[REQUEST]
Rewrite the material below, replacing "one per line" with "each on its own line" everywhere and keeping everything else the same. Leave the pictures out of your version.

[DATASET CONTENT]
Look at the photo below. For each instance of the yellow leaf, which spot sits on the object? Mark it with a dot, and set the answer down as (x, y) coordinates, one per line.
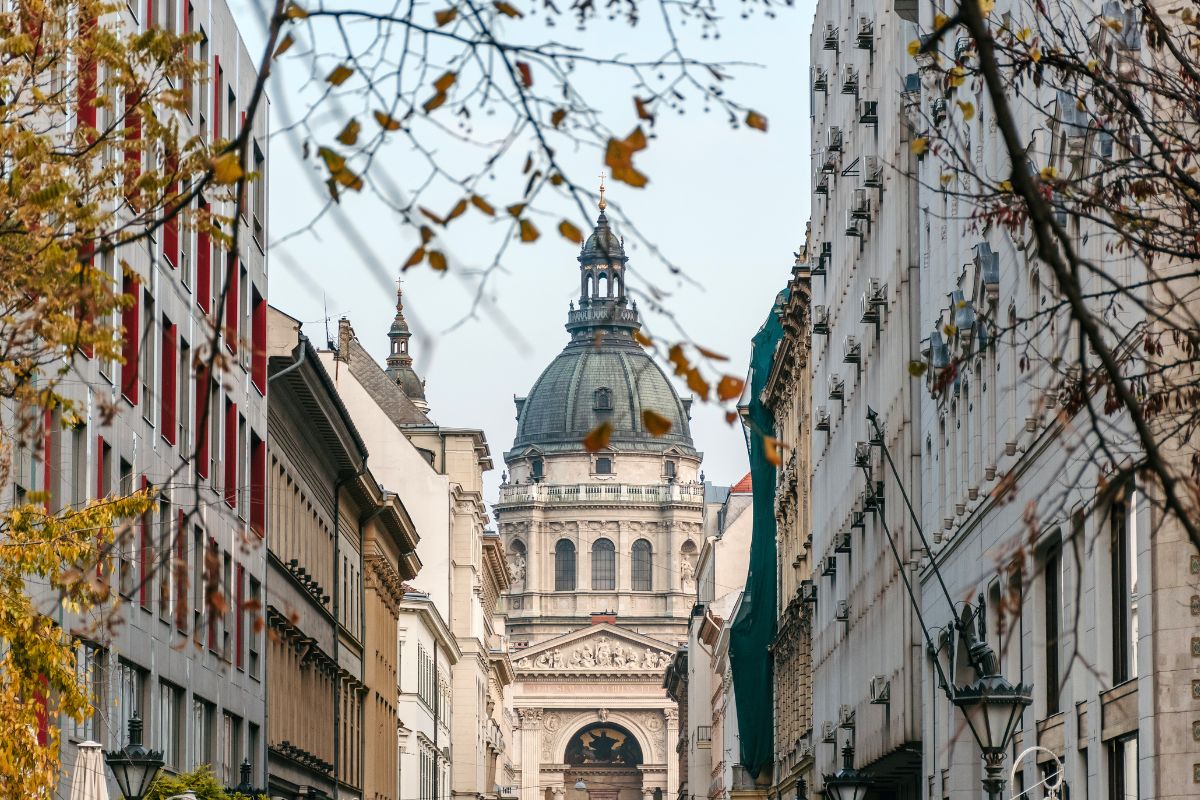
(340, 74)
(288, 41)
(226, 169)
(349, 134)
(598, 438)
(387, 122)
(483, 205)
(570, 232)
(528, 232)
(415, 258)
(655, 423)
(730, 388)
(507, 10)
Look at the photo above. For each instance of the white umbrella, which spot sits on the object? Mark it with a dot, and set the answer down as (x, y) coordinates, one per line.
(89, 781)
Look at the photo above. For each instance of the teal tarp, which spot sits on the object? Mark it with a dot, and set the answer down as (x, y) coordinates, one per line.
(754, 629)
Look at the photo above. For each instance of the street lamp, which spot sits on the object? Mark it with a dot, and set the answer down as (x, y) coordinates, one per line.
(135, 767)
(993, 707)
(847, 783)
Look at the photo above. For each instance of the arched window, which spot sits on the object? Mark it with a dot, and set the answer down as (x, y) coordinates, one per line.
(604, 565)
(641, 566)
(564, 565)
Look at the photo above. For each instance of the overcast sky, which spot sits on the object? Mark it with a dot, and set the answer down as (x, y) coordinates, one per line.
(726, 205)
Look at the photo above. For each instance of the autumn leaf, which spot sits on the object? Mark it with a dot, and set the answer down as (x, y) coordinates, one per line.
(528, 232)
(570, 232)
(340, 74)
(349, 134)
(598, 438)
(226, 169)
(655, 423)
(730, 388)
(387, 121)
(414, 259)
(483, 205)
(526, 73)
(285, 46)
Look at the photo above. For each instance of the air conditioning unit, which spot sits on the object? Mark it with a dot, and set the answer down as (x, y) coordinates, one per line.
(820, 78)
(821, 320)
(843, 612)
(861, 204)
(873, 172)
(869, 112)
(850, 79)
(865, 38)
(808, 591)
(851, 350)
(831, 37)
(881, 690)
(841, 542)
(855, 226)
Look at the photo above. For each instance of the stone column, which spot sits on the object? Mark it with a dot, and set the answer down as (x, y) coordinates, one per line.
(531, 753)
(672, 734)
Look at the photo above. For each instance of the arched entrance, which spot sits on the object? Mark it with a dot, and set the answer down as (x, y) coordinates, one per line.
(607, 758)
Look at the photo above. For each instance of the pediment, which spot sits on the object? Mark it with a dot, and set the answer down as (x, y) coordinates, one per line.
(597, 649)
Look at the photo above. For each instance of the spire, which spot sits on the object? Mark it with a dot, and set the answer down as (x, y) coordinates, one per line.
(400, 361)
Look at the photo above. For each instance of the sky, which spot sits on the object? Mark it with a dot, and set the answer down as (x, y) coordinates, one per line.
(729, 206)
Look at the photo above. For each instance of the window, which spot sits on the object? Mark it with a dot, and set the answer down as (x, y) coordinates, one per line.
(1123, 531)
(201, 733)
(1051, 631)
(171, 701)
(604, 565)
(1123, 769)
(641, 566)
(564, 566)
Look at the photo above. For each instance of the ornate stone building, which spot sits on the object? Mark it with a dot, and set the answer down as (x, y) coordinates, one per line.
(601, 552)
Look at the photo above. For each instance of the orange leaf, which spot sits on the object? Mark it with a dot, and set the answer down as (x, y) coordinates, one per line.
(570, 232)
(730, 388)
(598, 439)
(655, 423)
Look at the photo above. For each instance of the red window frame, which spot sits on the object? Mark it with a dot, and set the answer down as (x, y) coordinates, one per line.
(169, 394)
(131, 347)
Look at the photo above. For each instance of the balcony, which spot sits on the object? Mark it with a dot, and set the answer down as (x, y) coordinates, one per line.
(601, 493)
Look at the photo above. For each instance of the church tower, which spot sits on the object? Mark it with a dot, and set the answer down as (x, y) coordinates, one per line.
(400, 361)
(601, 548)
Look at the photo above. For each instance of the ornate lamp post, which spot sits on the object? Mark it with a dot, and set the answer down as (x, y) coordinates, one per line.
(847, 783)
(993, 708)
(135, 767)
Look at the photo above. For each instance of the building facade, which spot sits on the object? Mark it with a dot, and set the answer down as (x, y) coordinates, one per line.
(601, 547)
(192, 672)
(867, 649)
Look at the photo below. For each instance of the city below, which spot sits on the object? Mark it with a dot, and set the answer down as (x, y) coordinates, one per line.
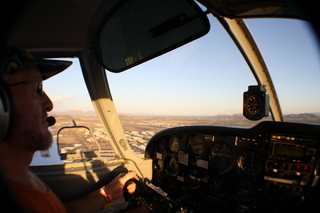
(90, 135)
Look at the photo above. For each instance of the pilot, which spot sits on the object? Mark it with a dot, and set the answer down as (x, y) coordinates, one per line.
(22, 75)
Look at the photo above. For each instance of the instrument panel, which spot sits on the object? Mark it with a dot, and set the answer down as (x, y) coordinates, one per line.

[SOLUTION TO THIS TASK]
Look at the photo below. For each instance of the yellow leaf, which spot sits on the object? Mark it with a dot, and set the answer down as (x, y) coordinates, each on its own line.
(340, 74)
(288, 41)
(226, 169)
(349, 134)
(598, 438)
(387, 122)
(483, 205)
(570, 232)
(528, 232)
(415, 258)
(655, 423)
(730, 388)
(507, 10)
Look at the photo above. For each instance of the white umbrella, which spot sits on the object? Mark it with a dot, and set the answer down as (x, y) coordinates, each on its own line.
(89, 781)
Look at the photo above. For each instance of the teal tarp, which spot sits on the object? Mark it with a dot, and set the answer down as (x, y) coordinates, each on its own line.
(754, 629)
Look at the photo above. For each instance of the street lamp, which spot sits on the object? Mark it with a dot, and set the answer down as (x, y) coordinates, each on its own line.
(135, 767)
(993, 707)
(847, 783)
Look at the photo above. For each instance of the arched window, which spot sits on the object? Mark it with a dot, and set the answer down as (x, y) coordinates, each on its own line.
(604, 565)
(641, 566)
(564, 565)
Look at the photo above. For each instance of the overcast sky, which spot sits on the object? Mark it with a dot, and set the answer down as (x, y) coordinates, each on its own line.
(726, 205)
Look at the photo above. For each instance of the autumn leaf, which spot sits on the object? Mark it with a dot, and set the answer down as (x, y) coordinates, each on its own line.
(528, 232)
(570, 232)
(340, 74)
(349, 134)
(598, 438)
(226, 169)
(655, 423)
(730, 388)
(387, 121)
(414, 259)
(483, 205)
(526, 73)
(285, 46)
Look at the photo above. For each instance of the air conditioning unit, which spot sits on the object? Mark it with a dot, and set the answer down as (x, y) coordinates, each on its own line.
(820, 78)
(821, 320)
(843, 612)
(861, 204)
(873, 172)
(869, 112)
(850, 79)
(865, 38)
(808, 591)
(851, 350)
(831, 37)
(881, 690)
(841, 542)
(855, 226)
Look at the photo above. For each instance of the stone column, which spot sits on the object? Mark it with a dot, and set the answer down as (x, y) coordinates, each on its own line.
(531, 753)
(672, 734)
Look at the photo above. For each instance of the arched entrance, which spot sits on the object? Mark it with a dot, and set the answer down as (x, y) coordinates, each on its own line.
(607, 758)
Look at the photo above. For each instance of the pediment, which spot sits on the object? Mark it with a dot, and set the answer down as (x, y) coordinates, each on its own line.
(597, 649)
Look at the photo above. For each instance of the spire, which spot sits on the object? Mark it with a dot, and set the answer down as (x, y) coordinates, each on its own line.
(400, 361)
Look at the photo above. For each instance of the sky, which spot sits on the object? Mark it with a dot, and set the answer down as (x, y) coordinates, each on its own line.
(729, 206)
Look at the photo above. For each instance of the window, which spot sits on the object? Mark it with a dot, and set the answer down as (x, y) coordinates, each on its own line.
(1123, 531)
(201, 733)
(1051, 631)
(171, 701)
(604, 565)
(1123, 769)
(641, 566)
(564, 566)
Look at the photo above. For each instance of the ornate stone building, which spot sits on the object? Mark it with a dot, and set the answer down as (x, y) coordinates, each on its own line.
(601, 552)
Look at the photo above. For each instance of the orange leaf, which spot sits on the object? Mark it with a dot, and set the answer down as (x, y) coordinates, each on its own line.
(570, 232)
(730, 388)
(598, 439)
(655, 423)
Look at the photo above. For each instance of the red window frame, which spot sits on the object? Mark it with a dot, and set the answer down as (x, y) coordinates, each on its own line.
(169, 394)
(131, 347)
Look at the photo above. For each instance of the balcony, which spot sits on the object? Mark it with a dot, and set the answer down as (x, y) coordinates, each on its own line.
(601, 493)
Look at the photo above. For each instance of the church tower, which spot sits on the object? Mark it with a dot, and set the answer down as (x, y) coordinates, each on its own line.
(400, 361)
(601, 548)
Look at the photo above. For each instance of the ornate lamp post, which spot sits on the object? Mark it with a dot, and set the answer down as (x, y) coordinates, each on its own line.
(847, 783)
(993, 708)
(135, 767)
Look at the photo above. For each instance of the building facade, which spot sits on the object? Mark it with a dot, and set the answer down as (x, y) coordinates, each on its own line.
(601, 547)
(192, 672)
(867, 649)
Look at the photo below. For each instance of the city below, which spot sits on the object? Mark it with a dot, and set the answer down as (x, y) coordinates, each on its own line.
(90, 135)
Look at the photo above. For each instance of the pilot, which spot sits on the object? Mark it with a dot, and set the answer down as (x, y) coordinates, each on its own line.
(22, 75)
Look at the photo above. For each instance of the instrument panel, which spot sits on the object? Mark it with a dot, and set the answer down as (x, y) coordinates, each on its own line.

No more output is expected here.